§ **Task instructions**: In how many lines of the data does the word "fireplace" appear? Give the number by itself.

Stored entries

┌──

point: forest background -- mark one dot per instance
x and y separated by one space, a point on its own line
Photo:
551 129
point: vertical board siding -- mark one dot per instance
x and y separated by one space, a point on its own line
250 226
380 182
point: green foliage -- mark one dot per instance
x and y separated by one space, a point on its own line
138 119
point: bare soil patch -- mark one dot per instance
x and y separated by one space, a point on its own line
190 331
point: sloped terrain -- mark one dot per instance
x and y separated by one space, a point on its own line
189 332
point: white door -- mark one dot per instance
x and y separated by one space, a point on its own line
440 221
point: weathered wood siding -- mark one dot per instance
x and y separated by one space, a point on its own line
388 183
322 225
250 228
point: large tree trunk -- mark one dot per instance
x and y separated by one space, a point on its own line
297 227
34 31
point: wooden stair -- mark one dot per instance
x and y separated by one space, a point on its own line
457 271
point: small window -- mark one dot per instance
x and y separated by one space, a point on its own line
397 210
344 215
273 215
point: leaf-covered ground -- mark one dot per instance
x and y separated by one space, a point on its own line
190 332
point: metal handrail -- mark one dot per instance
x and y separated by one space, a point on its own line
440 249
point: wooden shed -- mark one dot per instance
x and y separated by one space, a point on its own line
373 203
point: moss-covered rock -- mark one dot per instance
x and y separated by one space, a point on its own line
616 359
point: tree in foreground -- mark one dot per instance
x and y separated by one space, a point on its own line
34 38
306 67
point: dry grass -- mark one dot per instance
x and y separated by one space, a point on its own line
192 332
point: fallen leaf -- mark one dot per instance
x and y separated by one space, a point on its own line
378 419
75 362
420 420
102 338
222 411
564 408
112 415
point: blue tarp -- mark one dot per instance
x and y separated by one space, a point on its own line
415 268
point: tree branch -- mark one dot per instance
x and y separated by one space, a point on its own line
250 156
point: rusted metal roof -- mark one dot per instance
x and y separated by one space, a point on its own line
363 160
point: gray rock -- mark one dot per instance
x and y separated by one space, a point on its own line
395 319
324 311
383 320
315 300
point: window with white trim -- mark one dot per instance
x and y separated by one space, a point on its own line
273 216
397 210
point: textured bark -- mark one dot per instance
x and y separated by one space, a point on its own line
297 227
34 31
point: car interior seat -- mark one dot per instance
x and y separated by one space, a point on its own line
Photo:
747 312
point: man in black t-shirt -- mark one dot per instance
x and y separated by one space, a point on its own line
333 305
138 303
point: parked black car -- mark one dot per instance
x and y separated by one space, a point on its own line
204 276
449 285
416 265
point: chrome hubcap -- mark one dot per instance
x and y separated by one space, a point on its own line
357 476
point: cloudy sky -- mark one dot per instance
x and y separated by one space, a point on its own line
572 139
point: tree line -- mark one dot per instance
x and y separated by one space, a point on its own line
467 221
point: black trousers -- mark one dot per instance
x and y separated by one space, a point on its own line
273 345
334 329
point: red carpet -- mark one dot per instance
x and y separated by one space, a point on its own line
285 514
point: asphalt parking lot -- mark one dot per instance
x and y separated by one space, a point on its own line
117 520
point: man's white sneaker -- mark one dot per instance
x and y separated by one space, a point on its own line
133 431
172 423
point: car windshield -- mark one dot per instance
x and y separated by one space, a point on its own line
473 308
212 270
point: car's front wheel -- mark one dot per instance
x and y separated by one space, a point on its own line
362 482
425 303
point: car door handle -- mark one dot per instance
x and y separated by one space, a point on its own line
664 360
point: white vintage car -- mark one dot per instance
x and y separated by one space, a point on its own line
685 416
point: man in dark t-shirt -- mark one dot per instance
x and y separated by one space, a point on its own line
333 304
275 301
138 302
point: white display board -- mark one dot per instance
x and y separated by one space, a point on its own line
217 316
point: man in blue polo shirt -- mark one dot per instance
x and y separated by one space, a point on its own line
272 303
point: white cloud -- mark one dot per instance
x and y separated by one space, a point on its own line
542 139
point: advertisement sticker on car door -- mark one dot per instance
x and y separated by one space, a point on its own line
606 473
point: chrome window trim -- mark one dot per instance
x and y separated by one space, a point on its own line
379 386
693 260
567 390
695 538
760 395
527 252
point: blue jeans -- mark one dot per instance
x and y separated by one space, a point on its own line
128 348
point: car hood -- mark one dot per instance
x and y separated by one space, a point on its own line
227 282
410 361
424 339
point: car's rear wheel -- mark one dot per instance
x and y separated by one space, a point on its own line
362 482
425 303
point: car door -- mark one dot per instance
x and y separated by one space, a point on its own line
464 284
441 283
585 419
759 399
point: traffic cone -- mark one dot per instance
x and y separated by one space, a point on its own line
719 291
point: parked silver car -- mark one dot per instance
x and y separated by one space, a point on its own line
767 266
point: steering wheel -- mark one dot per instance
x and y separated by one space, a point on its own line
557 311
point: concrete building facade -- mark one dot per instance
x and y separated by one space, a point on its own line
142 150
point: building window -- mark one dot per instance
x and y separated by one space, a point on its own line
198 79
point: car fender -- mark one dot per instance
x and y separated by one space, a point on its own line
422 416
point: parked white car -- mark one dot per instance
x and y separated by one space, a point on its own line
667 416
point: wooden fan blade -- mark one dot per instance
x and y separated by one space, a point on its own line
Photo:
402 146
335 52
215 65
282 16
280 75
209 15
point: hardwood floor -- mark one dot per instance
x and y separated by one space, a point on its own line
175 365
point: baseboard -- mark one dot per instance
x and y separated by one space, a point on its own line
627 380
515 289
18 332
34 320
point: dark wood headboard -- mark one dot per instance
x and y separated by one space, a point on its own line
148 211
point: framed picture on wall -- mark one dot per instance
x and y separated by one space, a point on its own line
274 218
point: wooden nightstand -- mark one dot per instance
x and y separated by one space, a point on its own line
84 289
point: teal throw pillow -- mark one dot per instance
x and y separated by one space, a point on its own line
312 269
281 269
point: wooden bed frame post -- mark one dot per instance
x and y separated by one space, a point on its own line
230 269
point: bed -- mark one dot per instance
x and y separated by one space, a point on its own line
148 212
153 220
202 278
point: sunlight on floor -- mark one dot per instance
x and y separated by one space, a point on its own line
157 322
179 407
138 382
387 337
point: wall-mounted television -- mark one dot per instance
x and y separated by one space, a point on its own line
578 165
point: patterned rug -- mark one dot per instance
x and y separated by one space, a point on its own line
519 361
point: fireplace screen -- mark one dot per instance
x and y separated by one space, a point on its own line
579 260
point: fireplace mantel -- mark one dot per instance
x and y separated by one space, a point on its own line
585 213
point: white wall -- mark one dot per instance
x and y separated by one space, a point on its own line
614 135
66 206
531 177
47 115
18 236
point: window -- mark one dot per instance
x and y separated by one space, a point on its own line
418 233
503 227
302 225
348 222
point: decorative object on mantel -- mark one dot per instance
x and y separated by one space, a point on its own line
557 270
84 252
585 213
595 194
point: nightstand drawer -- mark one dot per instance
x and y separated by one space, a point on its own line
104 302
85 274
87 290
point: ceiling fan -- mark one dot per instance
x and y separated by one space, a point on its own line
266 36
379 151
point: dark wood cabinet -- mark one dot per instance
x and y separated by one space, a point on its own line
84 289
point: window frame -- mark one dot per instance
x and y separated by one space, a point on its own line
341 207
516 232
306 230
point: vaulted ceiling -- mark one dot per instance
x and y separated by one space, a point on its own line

└──

§ **Task solution**: 2